## [WHAT NEEDS TO BE DONE]
Update all of the records below by replacing "One point for each instance" with "Place one point on each instance" and leaving everything else unchanged. Omit the pictures from your answer.
start
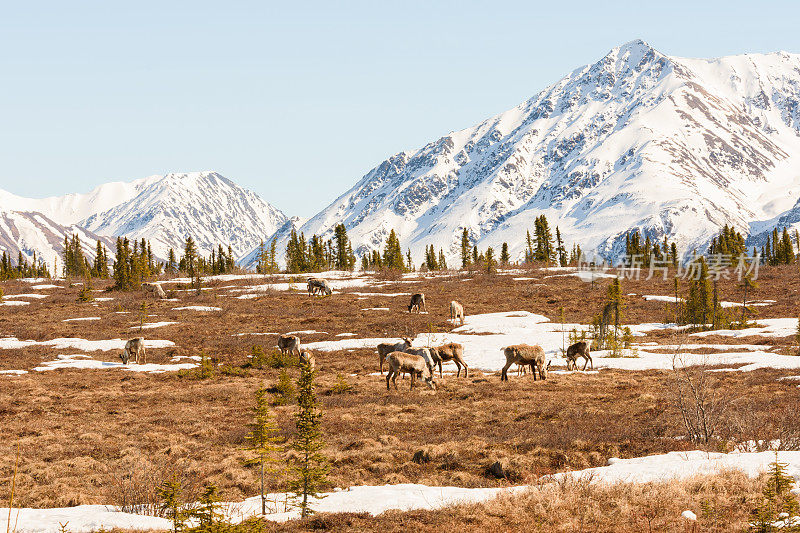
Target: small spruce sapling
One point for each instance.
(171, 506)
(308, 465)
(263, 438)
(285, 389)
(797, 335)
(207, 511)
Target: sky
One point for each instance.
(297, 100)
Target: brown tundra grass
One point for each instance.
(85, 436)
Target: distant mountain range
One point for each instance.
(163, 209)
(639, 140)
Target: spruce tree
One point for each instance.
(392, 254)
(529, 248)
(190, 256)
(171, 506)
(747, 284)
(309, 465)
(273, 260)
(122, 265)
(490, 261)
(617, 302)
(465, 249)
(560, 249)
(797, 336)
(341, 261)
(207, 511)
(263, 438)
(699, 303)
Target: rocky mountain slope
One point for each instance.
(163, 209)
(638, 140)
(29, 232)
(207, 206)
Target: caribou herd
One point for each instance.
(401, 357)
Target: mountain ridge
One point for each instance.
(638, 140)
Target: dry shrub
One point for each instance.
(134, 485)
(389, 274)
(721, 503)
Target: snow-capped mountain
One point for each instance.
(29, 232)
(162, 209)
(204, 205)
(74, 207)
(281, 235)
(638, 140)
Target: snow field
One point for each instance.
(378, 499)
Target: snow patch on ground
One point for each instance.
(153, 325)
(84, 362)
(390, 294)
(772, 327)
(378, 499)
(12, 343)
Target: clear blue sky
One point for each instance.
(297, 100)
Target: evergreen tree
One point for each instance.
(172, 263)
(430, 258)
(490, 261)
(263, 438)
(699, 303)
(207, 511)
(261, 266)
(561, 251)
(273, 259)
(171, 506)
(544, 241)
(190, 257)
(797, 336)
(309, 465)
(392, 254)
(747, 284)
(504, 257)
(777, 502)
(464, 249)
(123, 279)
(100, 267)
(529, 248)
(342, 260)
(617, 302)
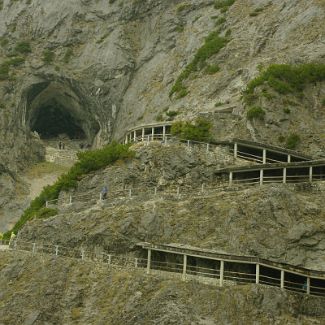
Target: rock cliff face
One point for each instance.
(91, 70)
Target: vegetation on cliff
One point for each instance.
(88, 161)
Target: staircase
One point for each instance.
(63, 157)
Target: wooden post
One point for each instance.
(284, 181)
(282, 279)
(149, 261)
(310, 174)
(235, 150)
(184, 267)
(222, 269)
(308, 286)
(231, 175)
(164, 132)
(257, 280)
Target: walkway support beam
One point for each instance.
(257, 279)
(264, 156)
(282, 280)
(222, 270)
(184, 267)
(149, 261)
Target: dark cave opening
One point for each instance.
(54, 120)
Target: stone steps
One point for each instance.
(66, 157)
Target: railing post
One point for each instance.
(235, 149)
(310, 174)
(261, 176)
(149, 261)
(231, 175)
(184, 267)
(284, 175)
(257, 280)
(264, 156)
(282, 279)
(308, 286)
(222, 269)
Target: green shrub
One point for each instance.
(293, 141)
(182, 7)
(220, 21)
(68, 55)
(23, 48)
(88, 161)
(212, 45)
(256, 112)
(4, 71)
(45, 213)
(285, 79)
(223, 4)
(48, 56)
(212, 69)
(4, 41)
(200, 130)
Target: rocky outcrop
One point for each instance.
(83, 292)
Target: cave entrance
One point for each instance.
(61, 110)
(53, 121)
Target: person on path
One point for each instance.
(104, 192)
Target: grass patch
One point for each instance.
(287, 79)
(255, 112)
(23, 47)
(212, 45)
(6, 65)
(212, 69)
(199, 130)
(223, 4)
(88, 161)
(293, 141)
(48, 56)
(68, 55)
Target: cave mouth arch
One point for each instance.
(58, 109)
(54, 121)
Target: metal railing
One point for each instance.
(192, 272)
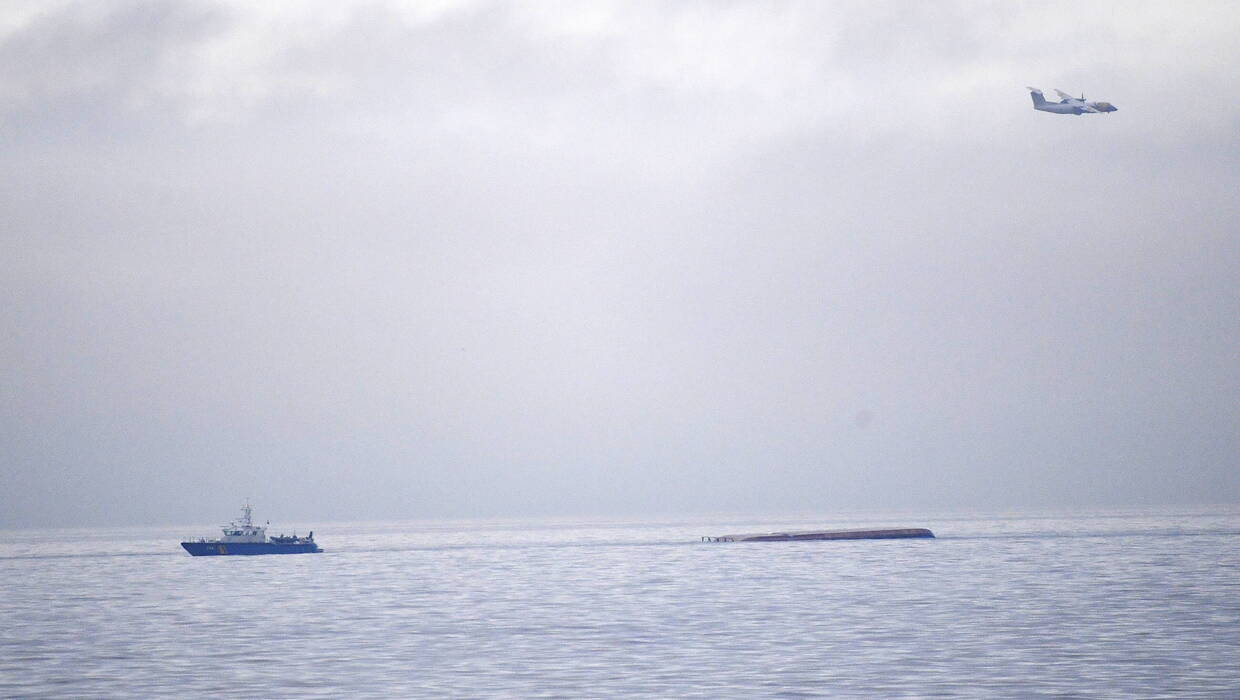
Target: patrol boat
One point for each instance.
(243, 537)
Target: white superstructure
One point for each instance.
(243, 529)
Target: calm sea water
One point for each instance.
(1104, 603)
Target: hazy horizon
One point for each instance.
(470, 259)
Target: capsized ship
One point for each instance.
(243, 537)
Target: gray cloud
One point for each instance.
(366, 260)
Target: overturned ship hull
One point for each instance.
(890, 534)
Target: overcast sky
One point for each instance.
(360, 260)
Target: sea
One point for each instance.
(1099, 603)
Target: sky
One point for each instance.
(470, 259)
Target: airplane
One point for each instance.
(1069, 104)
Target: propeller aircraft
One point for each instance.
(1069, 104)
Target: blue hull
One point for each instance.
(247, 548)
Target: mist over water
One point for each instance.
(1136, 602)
end
## [EXERCISE SOLUTION]
Target: small spruce sapling
Place one point on each instance.
(171, 506)
(308, 465)
(263, 438)
(285, 389)
(797, 335)
(207, 511)
Target: sky
Place one point on each instance.
(297, 100)
Target: brown tundra grass
Place one point on each instance.
(85, 436)
Target: distant mountain range
Place one point on each instance.
(163, 209)
(639, 140)
Target: spruce tree
Place one point on each instance.
(392, 254)
(529, 248)
(190, 256)
(171, 506)
(747, 284)
(309, 465)
(273, 260)
(122, 265)
(490, 261)
(617, 302)
(465, 249)
(560, 249)
(797, 336)
(341, 261)
(207, 511)
(263, 438)
(699, 303)
Target: rocky mountain slope
Place one point on each instance.
(163, 209)
(638, 140)
(29, 232)
(207, 206)
Target: caribou herd
Place one point on each instance.
(401, 357)
Target: mountain ridge
Place one point on each instance.
(638, 140)
Target: dry shrub
Place one point on each instance.
(134, 485)
(389, 274)
(721, 503)
Target: snow-capped mountain
Place one point on each instance.
(29, 232)
(162, 209)
(204, 205)
(74, 207)
(281, 235)
(638, 140)
Target: snow field
Place one point on each instance.
(378, 499)
Target: snow patch on ground
Place one point on each instance.
(153, 325)
(84, 362)
(390, 294)
(772, 327)
(378, 499)
(12, 343)
Target: clear blue sky
Place one point on each instance.
(297, 100)
Target: evergreen tree
Place one point on each instance.
(172, 263)
(430, 258)
(490, 261)
(263, 438)
(699, 303)
(207, 511)
(261, 266)
(561, 251)
(273, 259)
(171, 506)
(544, 241)
(190, 257)
(797, 336)
(309, 465)
(392, 254)
(747, 284)
(504, 257)
(777, 502)
(464, 249)
(123, 279)
(100, 267)
(529, 248)
(342, 260)
(617, 302)
Target: rock cliff face
Place one point on each instance.
(91, 70)
Target: vegetation on cliff
Place one point on each instance.
(88, 161)
Target: staircase
Place one point on each instance.
(63, 157)
Target: wooden post
Place one point on each instance.
(284, 181)
(282, 279)
(149, 261)
(310, 174)
(235, 150)
(184, 267)
(222, 269)
(308, 286)
(231, 175)
(164, 132)
(257, 280)
Target: walkway support beam
Place one point on each instance.
(257, 279)
(264, 156)
(282, 280)
(222, 270)
(184, 267)
(149, 261)
Target: dark cave opening
Place one point on each instance.
(54, 120)
Target: stone steps
Place one point on each instance.
(66, 157)
Target: railing post
Place one point on each instance.
(235, 149)
(310, 174)
(261, 176)
(149, 261)
(231, 175)
(184, 267)
(284, 175)
(257, 280)
(264, 156)
(282, 279)
(308, 286)
(222, 269)
Target: green shrub
Place one point on each instance.
(293, 141)
(182, 7)
(220, 21)
(68, 55)
(23, 48)
(88, 161)
(212, 45)
(256, 112)
(4, 71)
(45, 213)
(285, 79)
(223, 4)
(48, 56)
(212, 69)
(4, 41)
(200, 130)
Target: rocky outcrop
Place one point on each instance.
(83, 292)
Target: cave entrance
Place one point on each instance.
(61, 110)
(53, 121)
Target: person on path
Place one point on each instance.
(104, 192)
Target: grass patch
Place one point on each instance.
(287, 79)
(255, 112)
(23, 47)
(212, 45)
(6, 65)
(212, 69)
(199, 130)
(223, 4)
(88, 161)
(293, 141)
(48, 56)
(68, 55)
Target: cave mouth arch
Place one point on each instance.
(58, 109)
(54, 121)
Target: metal railing
Place one point on each instance.
(192, 272)
Target: patrol boat
Place one point on each instance.
(243, 537)
Target: white superstructure
Place one point on each instance.
(243, 529)
Target: calm sea water
Place one point on each instance.
(1104, 603)
Target: hazy horizon
Place one point on each instance.
(470, 259)
Target: capsized ship
Place one point on each instance.
(243, 537)
Target: gray cloud
Place one point on each instance.
(366, 260)
Target: overturned ship hull
Place one point on each instance.
(890, 534)
Target: overcast sky
Place one point on each instance.
(360, 260)
Target: sea
Place one point on each instance.
(1099, 603)
Target: sky
Place one point on each instance.
(470, 259)
Target: airplane
Place one point on each instance.
(1069, 104)
Target: propeller aircraft
Place one point on each instance.
(1069, 104)
Target: blue hull
Place one point on each instance.
(247, 548)
Target: mist over water
Place one point on each instance.
(1136, 602)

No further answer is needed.